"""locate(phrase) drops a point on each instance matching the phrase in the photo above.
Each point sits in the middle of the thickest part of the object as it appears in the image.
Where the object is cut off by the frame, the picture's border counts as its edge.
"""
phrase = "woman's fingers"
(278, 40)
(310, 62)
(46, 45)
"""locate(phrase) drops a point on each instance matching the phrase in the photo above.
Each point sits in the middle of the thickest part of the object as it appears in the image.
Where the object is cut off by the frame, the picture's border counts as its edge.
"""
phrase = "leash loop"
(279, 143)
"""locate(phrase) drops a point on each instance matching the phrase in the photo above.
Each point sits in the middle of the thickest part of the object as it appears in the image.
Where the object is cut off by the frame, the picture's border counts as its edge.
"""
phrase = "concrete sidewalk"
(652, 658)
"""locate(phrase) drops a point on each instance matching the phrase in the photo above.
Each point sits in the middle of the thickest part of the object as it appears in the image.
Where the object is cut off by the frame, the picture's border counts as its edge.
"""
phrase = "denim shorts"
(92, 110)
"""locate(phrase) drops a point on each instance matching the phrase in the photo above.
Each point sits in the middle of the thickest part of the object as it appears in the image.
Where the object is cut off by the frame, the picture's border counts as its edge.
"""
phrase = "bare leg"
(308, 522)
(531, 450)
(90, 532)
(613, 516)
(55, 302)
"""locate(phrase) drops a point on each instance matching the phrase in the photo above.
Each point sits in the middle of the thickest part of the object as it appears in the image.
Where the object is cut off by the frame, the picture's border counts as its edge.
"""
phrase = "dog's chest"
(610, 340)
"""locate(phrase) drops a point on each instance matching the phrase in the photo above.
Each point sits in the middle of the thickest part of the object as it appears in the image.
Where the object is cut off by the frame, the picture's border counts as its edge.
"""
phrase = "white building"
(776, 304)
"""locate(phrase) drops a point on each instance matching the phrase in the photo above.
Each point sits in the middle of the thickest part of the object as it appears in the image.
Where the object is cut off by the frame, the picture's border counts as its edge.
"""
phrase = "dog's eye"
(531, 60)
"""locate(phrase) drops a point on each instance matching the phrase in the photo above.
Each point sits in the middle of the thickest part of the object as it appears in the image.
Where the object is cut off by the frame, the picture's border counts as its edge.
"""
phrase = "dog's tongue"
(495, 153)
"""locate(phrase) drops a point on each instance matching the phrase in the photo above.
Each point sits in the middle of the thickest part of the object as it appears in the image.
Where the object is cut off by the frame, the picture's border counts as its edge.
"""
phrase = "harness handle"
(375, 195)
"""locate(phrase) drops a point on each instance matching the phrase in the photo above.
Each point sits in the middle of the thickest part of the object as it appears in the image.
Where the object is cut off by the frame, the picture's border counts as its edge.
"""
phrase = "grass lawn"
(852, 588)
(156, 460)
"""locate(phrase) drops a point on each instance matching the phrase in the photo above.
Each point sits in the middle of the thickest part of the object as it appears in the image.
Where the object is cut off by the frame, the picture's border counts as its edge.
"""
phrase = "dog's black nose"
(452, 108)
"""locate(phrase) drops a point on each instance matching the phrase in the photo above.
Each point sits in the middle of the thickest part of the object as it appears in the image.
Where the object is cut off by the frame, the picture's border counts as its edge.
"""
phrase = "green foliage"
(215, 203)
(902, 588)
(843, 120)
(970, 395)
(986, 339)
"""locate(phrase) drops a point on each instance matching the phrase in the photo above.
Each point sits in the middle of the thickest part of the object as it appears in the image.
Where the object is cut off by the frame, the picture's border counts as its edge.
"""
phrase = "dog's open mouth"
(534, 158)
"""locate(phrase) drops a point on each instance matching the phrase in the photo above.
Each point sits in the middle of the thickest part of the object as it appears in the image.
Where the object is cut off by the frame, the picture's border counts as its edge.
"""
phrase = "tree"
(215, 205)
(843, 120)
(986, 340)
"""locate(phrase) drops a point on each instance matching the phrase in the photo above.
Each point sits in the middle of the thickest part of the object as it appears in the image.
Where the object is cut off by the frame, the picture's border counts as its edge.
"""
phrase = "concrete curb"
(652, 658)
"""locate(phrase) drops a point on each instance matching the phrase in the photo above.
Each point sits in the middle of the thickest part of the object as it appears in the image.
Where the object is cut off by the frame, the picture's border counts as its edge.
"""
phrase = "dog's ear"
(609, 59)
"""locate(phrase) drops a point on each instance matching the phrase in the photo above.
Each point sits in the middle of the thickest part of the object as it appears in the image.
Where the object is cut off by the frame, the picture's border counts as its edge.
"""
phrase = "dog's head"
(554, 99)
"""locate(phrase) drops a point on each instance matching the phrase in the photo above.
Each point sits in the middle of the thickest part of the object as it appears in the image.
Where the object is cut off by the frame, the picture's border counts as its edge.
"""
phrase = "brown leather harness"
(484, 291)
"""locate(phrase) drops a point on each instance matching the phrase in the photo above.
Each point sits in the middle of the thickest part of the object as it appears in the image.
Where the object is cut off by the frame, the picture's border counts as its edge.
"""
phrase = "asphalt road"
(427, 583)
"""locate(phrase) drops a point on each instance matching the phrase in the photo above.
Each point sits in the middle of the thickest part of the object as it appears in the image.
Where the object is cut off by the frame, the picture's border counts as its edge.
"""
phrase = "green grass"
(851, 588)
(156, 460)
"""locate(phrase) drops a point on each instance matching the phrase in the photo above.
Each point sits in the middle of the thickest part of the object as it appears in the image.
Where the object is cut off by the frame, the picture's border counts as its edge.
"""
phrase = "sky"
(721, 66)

* [What is needed]: Line by line, print the records above exactly as they stand.

* [Answer box]:
"""locate(phrase) drops a point on each instance matching the phrase in the photo above.
Each point sits in the middle of the thickest part of the object as it appears in the image.
Where the object is cut off by the frame, the picture's border counts as its edge.
"""
phrase = "woman's fingers"
(278, 40)
(310, 62)
(46, 45)
"""locate(phrase) drops a point on each instance matching the phrase in the photo above.
Each point sits in the middle of the thickest part of the object as it appears in the image.
Where the object is cut off by the frame, the picture's border counts as its edge.
"""
phrase = "leash loop"
(279, 143)
"""locate(phrase) drops a point on each instance matching the phrase in the photo above.
Each point sits in the middle of the thickest part of the object as it appears in the image.
Where the object is cut off by the frame, the picture's border counts as its edge.
"""
phrase = "concrete sidewalk"
(652, 658)
"""locate(phrase) drops a point on each instance matching the phrase in the photo above.
Each point sits in the middle of the thickest part of the object as it appears in the image.
Where the object is cut off by the frame, the picture's border counts as its edge.
"""
phrase = "denim shorts"
(92, 110)
"""locate(phrase) drops a point on each instance matching the phrase in the photo above.
Each point sits in the middle of the thickest part of the object as it appears in the image.
Where the object is cut off by the frame, the picture's border counts as its edge.
"""
phrase = "bare leg"
(308, 522)
(531, 450)
(90, 532)
(613, 516)
(55, 302)
"""locate(phrase) drops a point on each instance matching the phrase in the photo above.
Each point sits in the middle of the thickest part of the object as it appears in the image.
Where the object is cut off by the frame, the picture's border counts as its edge.
"""
phrase = "dog's chest"
(610, 340)
"""locate(phrase) drops a point on each instance matching the phrase in the photo above.
Each point sits in the middle of the thickest part of the object as it appears in the image.
Where the object is cut off by the frame, the picture's border counts as its edge.
"""
phrase = "white building"
(776, 304)
"""locate(phrase) drops a point on each instance matching the phrase in the photo above.
Each point sits in the middle of the thickest part of the object as it appears in the image.
Where the object is cut off by the frame, the picture's border counts as its edge.
"""
phrase = "dog's eye"
(531, 60)
"""locate(phrase) drops a point on each instance matching the phrase in the photo above.
Each point sits in the middle of the thickest part of the object as it appears in the image.
Where the object is cut off by the frame, the picture's border counts as its edge.
"""
phrase = "dog's tongue"
(495, 153)
"""locate(phrase) drops a point on each instance matching the phrase in the photo above.
Each point sits in the middle of the thickest part of the object as it appears in the image.
Where the object is cut off by the frame, the picture's border counts as its edge.
"""
phrase = "harness handle"
(375, 195)
"""locate(phrase) drops a point on each instance matching the phrase in the photo above.
Each point sits in the middle of the thickest part of the object as it appears in the image.
Where the object is cut off by the frame, the picture's border counts as its edge.
"""
phrase = "grass lawn"
(852, 588)
(156, 460)
"""locate(phrase) drops a point on each instance matching the phrase in the photo above.
Each point sits in the middle of the thickest part of the object as it appears in the image.
Where the object is cut off by the frame, the picture's border counts as its edge.
"""
phrase = "dog's black nose"
(452, 108)
"""locate(phrase) drops a point on each instance matching the phrase in the photo above.
Each point sits in the middle of the thickest part of the object as it appears in the image.
Where the object is cut off by the frame, the picture's border counts as its edge.
"""
phrase = "green foliage"
(215, 203)
(902, 588)
(843, 120)
(970, 395)
(986, 339)
"""locate(phrase) drops a point on each instance matching the phrase in the photo above.
Each point sits in the middle of the thickest part of the object as it appears in the image.
Where the object is cut off by the frame, the picture's border counts as its edge.
"""
phrase = "dog's open mouth"
(534, 158)
"""locate(phrase) drops a point on each instance matching the phrase in the photo above.
Each point sits in the middle of the thickest part of the object as it appears in the image.
Where the object is cut off by the frame, the picture's border counts as its edge.
"""
phrase = "tree"
(215, 205)
(843, 120)
(986, 340)
"""locate(phrase) drops a point on each instance matching the phrase in the photo above.
Each point sits in the middle of the thickest part of the object as it appears in the image.
Where the object is cut off by the frame, the picture's border counts as its edge.
"""
phrase = "concrete curb"
(652, 658)
"""locate(phrase) drops a point on each instance matching the phrase in the photo above.
Each point sits in the middle of the thickest part of the object as it appears in the image.
Where the object is cut off by the frame, the picture's border counts as its edge.
"""
phrase = "dog's ear"
(609, 59)
"""locate(phrase) drops a point on each instance matching the phrase in the photo above.
Each point sits in the middle of the thickest part of the object as it appears in the image.
Where the object is cut off by the frame, the picture's border counts as its edge.
"""
phrase = "dog's head"
(554, 99)
"""locate(phrase) drops a point on each instance matching the phrase in the photo above.
Each point sits in the middle of the thickest part of the object as it appears in the image.
Where the object is cut off by the frame, the picture's border counts as its edge.
"""
phrase = "brown leather harness"
(484, 291)
"""locate(phrase) drops a point on each instance matching the phrase in the photo above.
Each point sits in the middle of the thickest part of the object as it appears in the image.
Where the object is cut off by the frame, the picture's border counts as its edge.
"""
phrase = "asphalt road"
(427, 583)
"""locate(phrase) drops a point on each instance matching the phrase in the photo above.
Each point sits in the middle of the thickest part of the object as it appears in the image.
Where the object is cut off by the frame, the picture's border counts as its edge.
"""
phrase = "green grass"
(851, 588)
(156, 460)
"""locate(phrase) drops a point on each instance matching the phrase in the photo above.
Each point sits in the middle of the thickest part of the object as it appears in the image.
Where the object is cut off by the frame, the picture's border counts as its edge.
"""
phrase = "sky"
(721, 66)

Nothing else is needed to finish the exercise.